## Problem details:
Report, copied in full, each line of the listing below that contains the word "cookie", treating uppercase and lowercase letters as different.
--- Entries provided ---
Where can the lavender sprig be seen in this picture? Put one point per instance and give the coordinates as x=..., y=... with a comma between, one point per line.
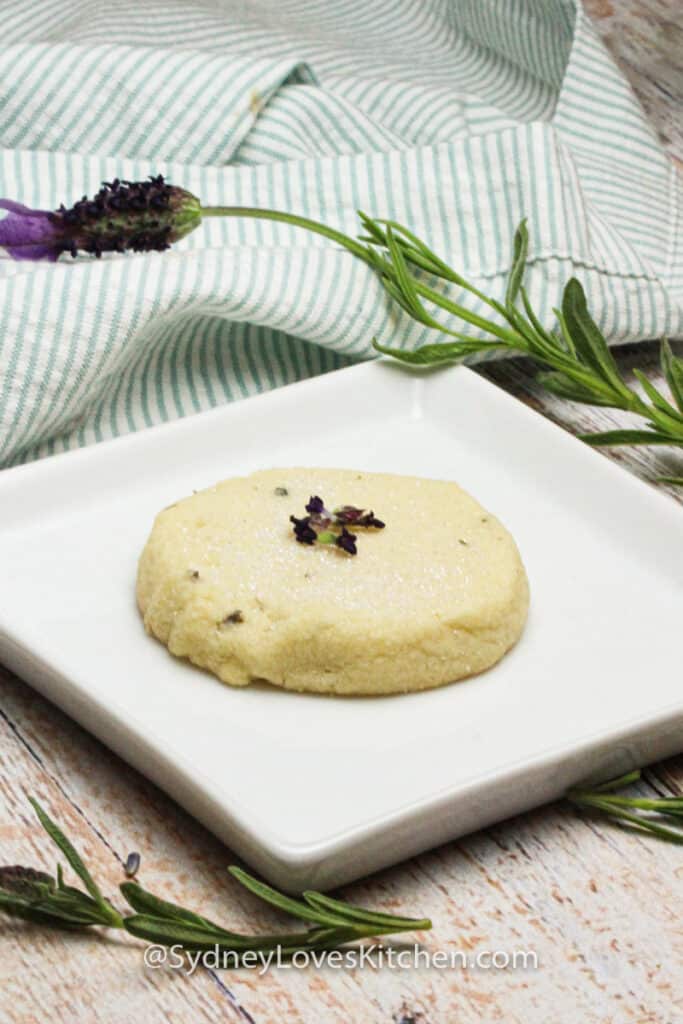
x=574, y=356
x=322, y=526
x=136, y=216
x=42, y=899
---
--- Entries provided ---
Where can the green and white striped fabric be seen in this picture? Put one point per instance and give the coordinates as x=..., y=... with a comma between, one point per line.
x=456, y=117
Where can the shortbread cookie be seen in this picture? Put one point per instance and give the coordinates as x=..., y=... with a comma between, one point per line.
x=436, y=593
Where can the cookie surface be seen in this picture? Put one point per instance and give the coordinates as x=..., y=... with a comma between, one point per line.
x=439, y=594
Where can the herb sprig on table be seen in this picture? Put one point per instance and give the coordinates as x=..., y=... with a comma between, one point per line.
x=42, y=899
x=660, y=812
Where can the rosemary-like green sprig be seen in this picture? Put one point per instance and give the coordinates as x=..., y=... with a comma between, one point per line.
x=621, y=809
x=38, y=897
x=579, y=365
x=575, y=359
---
## Expected answer:
Where can the shortbread cookie be seen in this picture? Put one point per instance and give the coordinates as x=..., y=... with a comma between, one point per line.
Where can the cookie surface be seen in this picture? Put one point per instance and give the coordinates as x=..., y=... with a comma between, one point per line.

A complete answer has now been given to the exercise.